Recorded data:
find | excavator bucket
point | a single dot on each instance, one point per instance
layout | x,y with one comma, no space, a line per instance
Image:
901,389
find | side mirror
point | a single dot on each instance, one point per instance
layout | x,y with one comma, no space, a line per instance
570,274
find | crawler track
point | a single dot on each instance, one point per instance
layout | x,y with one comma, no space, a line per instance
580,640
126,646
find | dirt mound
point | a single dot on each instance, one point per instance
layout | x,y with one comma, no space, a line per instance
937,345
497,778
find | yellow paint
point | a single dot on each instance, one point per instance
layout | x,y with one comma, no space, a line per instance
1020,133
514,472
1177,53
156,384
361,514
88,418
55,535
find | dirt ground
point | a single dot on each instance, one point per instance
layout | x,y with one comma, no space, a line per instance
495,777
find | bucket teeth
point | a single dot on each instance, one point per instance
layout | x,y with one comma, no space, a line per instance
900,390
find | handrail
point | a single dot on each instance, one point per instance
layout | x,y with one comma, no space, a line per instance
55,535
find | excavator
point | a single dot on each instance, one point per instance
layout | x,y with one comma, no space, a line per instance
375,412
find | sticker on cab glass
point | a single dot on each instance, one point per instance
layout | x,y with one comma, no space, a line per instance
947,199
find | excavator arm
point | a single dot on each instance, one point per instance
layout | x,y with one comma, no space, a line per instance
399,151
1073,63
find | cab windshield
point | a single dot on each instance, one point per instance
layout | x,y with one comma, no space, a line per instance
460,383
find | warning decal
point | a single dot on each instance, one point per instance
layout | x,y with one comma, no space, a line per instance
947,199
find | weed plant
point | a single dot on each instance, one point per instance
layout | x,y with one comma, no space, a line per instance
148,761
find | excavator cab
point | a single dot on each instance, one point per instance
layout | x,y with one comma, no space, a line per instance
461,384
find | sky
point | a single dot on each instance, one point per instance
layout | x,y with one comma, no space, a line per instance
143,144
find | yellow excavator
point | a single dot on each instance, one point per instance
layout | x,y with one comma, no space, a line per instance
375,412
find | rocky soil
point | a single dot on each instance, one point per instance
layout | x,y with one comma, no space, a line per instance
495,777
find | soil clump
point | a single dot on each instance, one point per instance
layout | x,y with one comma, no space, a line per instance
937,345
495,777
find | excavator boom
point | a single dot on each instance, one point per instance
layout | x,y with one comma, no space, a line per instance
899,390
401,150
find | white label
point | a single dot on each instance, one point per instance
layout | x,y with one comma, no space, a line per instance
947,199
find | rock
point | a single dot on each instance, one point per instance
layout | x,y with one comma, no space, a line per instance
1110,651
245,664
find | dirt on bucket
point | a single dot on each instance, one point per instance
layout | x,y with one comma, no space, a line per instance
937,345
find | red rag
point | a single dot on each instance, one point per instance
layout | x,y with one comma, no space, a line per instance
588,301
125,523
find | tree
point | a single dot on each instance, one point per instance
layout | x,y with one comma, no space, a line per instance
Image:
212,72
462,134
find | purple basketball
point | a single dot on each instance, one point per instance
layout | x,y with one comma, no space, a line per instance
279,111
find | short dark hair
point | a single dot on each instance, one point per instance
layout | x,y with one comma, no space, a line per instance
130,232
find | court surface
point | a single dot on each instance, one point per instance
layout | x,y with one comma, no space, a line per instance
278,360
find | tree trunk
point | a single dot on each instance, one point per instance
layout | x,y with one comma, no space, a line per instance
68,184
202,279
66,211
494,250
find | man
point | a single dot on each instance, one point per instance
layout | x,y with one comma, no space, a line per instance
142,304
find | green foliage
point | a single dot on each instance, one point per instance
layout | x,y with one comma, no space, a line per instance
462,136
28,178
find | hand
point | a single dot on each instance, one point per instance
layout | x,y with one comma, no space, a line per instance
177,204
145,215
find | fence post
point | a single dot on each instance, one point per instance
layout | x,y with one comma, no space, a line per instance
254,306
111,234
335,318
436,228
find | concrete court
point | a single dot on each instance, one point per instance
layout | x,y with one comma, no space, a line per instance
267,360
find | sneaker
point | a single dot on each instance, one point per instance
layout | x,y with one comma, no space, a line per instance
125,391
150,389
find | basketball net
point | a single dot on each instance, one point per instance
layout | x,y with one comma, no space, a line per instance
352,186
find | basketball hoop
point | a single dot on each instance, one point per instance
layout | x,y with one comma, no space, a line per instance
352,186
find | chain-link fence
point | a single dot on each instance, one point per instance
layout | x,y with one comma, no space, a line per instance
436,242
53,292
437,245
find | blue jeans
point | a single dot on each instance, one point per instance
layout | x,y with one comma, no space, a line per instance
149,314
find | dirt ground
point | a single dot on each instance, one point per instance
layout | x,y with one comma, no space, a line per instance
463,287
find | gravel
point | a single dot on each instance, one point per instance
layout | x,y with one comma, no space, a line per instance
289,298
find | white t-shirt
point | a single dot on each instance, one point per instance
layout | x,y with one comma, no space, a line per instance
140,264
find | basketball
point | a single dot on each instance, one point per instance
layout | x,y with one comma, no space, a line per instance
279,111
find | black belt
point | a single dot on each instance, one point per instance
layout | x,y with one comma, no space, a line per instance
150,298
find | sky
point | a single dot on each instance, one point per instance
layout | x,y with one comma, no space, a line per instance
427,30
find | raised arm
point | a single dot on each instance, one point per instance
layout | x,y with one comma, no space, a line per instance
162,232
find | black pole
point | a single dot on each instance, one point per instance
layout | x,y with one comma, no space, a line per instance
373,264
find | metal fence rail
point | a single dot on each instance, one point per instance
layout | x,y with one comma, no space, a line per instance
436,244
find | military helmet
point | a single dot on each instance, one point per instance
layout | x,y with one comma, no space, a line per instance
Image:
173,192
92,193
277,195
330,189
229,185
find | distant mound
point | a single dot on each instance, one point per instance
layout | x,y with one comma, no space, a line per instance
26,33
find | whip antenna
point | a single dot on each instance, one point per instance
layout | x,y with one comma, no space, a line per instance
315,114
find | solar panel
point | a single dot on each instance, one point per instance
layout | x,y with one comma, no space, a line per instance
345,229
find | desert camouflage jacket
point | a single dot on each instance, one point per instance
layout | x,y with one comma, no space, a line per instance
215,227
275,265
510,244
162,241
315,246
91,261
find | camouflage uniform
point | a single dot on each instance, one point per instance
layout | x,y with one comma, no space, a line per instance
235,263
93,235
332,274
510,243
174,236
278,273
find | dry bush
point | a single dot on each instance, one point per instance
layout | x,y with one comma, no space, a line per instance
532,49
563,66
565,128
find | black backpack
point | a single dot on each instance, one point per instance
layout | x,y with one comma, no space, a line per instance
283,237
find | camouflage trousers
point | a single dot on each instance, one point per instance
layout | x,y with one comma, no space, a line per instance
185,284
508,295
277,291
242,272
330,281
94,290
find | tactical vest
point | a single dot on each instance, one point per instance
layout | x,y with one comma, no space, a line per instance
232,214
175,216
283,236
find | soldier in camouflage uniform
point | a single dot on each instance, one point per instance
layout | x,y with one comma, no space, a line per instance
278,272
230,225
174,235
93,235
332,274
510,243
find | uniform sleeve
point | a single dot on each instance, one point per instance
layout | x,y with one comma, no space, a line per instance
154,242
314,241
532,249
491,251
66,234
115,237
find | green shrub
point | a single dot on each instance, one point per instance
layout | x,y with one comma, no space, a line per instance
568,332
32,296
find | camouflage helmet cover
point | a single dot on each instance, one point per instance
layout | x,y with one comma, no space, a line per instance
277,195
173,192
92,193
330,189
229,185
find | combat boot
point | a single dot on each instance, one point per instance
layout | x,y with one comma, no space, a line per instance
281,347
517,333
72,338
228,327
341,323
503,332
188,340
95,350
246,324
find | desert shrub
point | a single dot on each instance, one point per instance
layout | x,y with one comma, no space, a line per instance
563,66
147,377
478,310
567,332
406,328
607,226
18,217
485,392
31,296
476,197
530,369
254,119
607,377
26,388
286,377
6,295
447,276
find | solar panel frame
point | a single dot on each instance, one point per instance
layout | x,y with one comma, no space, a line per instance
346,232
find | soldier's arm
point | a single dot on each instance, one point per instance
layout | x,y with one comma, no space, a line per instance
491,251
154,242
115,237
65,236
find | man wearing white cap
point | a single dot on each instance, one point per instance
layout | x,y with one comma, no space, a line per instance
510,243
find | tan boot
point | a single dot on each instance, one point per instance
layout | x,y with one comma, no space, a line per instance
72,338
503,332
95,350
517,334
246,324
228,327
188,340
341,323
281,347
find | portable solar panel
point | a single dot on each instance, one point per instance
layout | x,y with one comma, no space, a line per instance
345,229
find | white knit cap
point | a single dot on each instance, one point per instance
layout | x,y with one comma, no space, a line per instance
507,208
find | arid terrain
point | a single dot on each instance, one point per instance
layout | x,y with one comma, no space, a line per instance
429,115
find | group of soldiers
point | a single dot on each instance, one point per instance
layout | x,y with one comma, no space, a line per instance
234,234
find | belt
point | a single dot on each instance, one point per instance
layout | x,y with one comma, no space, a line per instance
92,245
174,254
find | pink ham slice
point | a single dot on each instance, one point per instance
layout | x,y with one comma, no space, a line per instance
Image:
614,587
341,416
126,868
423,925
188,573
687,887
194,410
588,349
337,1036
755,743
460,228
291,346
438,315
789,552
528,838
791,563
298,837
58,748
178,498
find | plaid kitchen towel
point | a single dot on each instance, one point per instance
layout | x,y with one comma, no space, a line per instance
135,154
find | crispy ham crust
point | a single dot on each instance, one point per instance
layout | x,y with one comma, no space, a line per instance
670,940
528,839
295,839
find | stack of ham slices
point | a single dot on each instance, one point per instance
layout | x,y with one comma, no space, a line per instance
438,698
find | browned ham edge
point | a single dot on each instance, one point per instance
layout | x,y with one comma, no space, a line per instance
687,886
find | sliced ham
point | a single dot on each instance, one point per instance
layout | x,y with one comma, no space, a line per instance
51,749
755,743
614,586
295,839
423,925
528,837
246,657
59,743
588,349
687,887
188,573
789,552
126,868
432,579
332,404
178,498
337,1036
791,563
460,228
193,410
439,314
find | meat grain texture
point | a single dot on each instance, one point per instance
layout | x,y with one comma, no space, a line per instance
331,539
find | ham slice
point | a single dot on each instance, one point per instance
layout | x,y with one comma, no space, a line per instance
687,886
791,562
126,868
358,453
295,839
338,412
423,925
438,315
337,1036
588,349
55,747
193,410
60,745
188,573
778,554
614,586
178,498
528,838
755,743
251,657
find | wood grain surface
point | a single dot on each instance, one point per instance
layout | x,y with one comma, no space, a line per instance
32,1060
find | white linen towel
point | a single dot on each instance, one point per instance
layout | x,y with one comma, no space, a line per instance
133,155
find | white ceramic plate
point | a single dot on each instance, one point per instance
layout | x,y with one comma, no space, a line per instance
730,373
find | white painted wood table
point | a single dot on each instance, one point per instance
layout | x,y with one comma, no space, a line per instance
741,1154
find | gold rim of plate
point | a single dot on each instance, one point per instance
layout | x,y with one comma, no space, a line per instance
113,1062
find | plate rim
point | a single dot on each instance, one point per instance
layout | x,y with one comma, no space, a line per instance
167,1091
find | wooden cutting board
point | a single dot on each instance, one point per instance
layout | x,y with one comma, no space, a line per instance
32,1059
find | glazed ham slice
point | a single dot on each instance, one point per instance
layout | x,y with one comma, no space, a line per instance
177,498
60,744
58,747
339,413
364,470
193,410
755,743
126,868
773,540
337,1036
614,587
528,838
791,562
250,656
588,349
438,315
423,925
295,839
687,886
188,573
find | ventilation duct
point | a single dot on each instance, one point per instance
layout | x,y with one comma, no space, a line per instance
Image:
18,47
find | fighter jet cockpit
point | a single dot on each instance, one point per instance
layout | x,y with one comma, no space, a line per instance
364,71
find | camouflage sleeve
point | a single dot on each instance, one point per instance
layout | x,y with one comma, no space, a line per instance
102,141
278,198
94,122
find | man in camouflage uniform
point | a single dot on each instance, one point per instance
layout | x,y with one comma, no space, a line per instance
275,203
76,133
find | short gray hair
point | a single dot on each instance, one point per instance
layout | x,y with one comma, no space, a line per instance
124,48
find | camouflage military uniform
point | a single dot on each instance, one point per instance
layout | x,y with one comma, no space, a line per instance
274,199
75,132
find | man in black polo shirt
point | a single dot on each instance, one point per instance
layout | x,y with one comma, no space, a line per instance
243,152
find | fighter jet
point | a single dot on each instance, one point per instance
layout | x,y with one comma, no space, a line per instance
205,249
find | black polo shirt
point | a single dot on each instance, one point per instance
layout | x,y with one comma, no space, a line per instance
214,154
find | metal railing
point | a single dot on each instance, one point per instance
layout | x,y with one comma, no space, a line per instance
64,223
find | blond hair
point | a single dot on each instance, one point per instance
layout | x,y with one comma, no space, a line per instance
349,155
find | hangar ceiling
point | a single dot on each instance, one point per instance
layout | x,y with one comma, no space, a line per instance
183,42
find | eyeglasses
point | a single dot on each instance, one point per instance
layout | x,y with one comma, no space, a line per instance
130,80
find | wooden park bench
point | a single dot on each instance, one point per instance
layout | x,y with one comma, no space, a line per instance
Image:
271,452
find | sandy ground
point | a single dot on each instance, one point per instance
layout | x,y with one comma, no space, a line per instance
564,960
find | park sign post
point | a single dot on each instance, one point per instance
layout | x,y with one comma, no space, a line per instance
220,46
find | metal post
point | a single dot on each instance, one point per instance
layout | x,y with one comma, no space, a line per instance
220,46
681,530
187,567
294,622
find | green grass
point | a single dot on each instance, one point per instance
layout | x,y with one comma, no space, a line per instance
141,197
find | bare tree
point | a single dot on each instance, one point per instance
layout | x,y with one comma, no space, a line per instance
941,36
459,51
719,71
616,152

The task: Rescale the entries from the line with "find | sandy ground" through the last line of the entries. Copy every line again, requests included, but multiply each answer coordinate by 0.4 and round it to a whole number, with halves going up.

Result for this exercise:
find | sandy ground
point | a single dot on each instance, one point per instance
layout | x,y with one comma, no space, a line per instance
226,384
find | park sign post
point | a single dot on each instance, one point per instance
layout | x,y with one comma, no space, a line per instance
88,18
find | metal post
point | a single dot on each instance, one point per instance
layout | x,y with one comma, no space, a line per instance
88,18
272,212
75,227
118,249
find | green grass
point | a single dot on each instance, one point per instance
layout | x,y with one comma, no space, a line per instance
56,79
find | bare tree
point | a single dot on each instance, one point per instance
layout | x,y with one comma, no space, a line per instance
376,14
184,20
288,28
246,61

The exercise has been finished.